Supplied passage.
++++++++++++++++++++

The plane is huge – 75 rows, 8 seats to a row – at least in the economy class. The passengers are black, white, and Indian, but definitely white by a large majority.

[For more information on Ed Yates, take a look at this article.]

Isak Dinesen – or, Karen von Blixen.

20-Jun-15

June 15th, Dulles Airport.

Starting Out of Africa, which features the untranslated epigraph

EQUITARE, ARCUM TENDERE, VERITATEM DICERE.

I have to admit it’s hard not to love anyone who starts a book with those words. “To ride a horse, to shoot the bow, to speak the truth.”  It’s from Herodotus, describing the Persians – he says that their education consisted of only those three things.  I’ve never seen it in Latin before, and perhaps Dinesen translated them herself.  She seems to have been that type.  The writing of the opening pages is beautiful.

At the Airport.

19-Jun-15

June 15th. Dulles Airport.

Now at the airport. Unable to get the internet working properly. Pondering possible Latin texts for our classes in South Africa – there exist many Latin accounts of the animals – certainly good material on elephants, lions, and giraffes, from Pliny to Linnaeus. There is much Latin writing about North Africa – Carthage was their great rival – but these are perhaps no more relevant to South Africans than Aztec architecture to a New Yorker. There must be some good Latin about gold and diamonds. And perhaps there exists a Latin account of the voyage of Vasco da Gama, who named the Cape?

++++++++++++++++++++

Given information.
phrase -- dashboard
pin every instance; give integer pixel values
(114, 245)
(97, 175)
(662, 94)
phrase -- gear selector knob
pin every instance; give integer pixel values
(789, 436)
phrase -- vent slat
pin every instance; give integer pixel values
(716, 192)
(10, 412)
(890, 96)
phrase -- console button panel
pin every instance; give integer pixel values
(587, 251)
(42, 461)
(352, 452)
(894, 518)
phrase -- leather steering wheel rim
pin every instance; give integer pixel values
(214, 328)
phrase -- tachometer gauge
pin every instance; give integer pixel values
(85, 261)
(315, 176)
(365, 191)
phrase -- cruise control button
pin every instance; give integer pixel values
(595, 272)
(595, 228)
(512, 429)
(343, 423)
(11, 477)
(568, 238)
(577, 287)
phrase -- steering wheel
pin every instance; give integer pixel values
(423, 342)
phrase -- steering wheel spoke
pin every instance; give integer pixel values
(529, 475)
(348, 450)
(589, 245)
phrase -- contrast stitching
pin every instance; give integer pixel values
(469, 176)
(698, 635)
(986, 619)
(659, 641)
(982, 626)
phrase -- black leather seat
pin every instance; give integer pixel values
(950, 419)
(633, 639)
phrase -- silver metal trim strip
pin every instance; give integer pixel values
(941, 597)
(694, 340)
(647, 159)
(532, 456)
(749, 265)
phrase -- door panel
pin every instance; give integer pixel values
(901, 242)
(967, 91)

++++++++++++++++++++

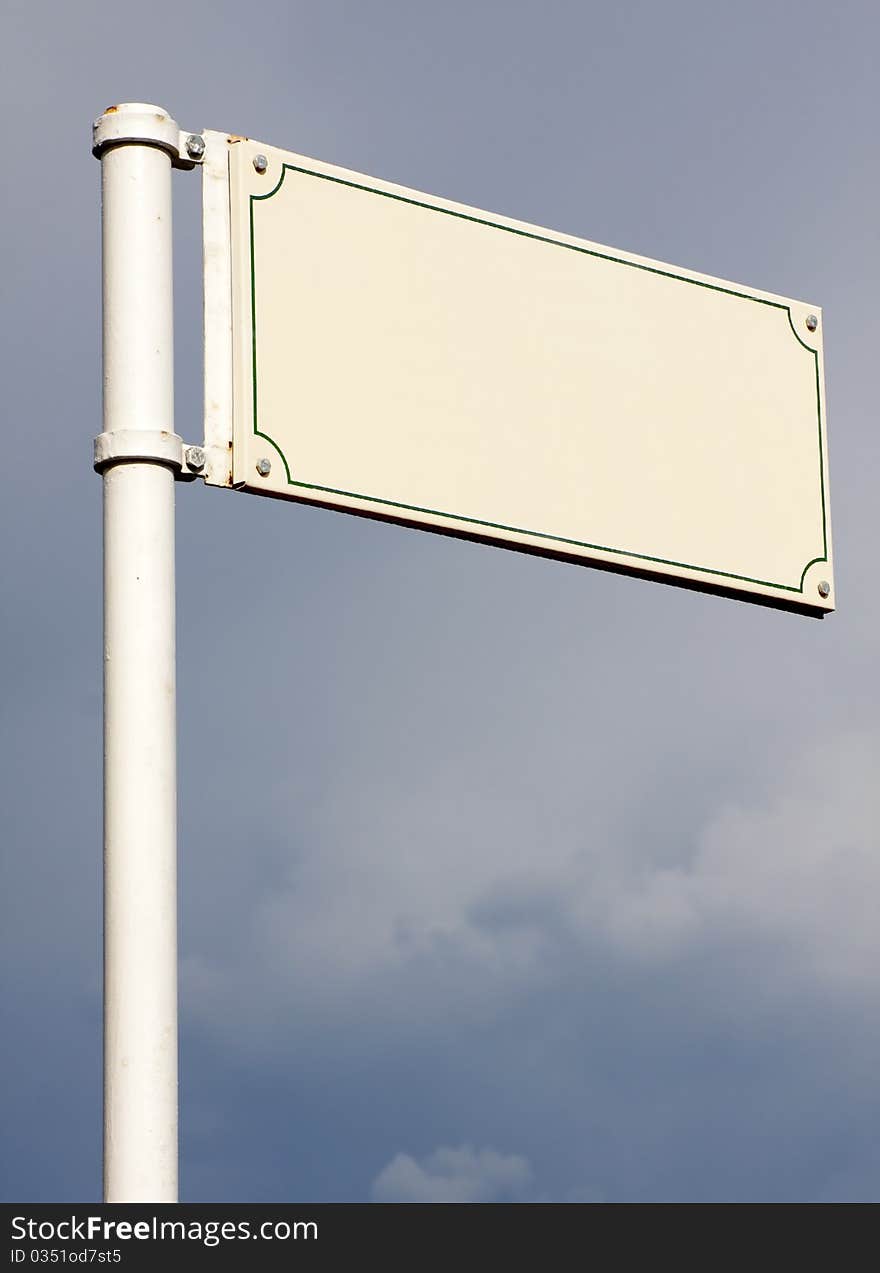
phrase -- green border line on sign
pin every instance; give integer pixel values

++++++++++++++++++++

What to work on.
1/ Copy the travel journal on Latin and Africa word for word, starting with "Now at the airport." and going on through "named the Cape?".
2/ Carry on the travel journal on Latin and Africa from its last sentence.

The results.
1/
Now at the airport. Unable to get the internet working properly. Pondering possible Latin texts for our classes in South Africa – there exist many Latin accounts of the animals – certainly good material on elephants, lions, and giraffes, from Pliny to Linnaeus. There is much Latin writing about North Africa – Carthage was their great rival – but these are perhaps no more relevant to South Africans than Aztec architecture to a New Yorker. There must be some good Latin about gold and diamonds. And perhaps there exists a Latin account of the voyage of Vasco da Gama, who named the Cape?

2/
Marianne says she will be picking us up at the airport, which, since we will be arriving after dark, is relieving. It will be interesting enough having to drive a stick-shift car with my left hand, while driving on the left side of the road. Finding our way out of Johannesburg to Potchefstroom and then to her house, in the dark, might be more of a challenge than we want in our first few hours of Africa.

I will admit, I am nervous.

In the National Gallery.

19-Jun-15

June 15th. Dulles Airport.

We had time today in the morning, before our evening flight, and so we drove into D.C. and visited the National Gallery. I had been there before, but I don’t know the museum well. In general, it aroused in me the same feelings that D.C. does: I am kind of impressed, but I don’t fall in love with the place. But we did have some fun. Catherine was caught up in the Dutch stilllifes (wow, three consecutive l’s in one word) – especially the ones with food in them – and I thought the Rubens of Daniel in the Lions’ Den was particularly appropriate for our African trip.  It’s a lovely, striking painting – though also with a decided comic-book quality to it.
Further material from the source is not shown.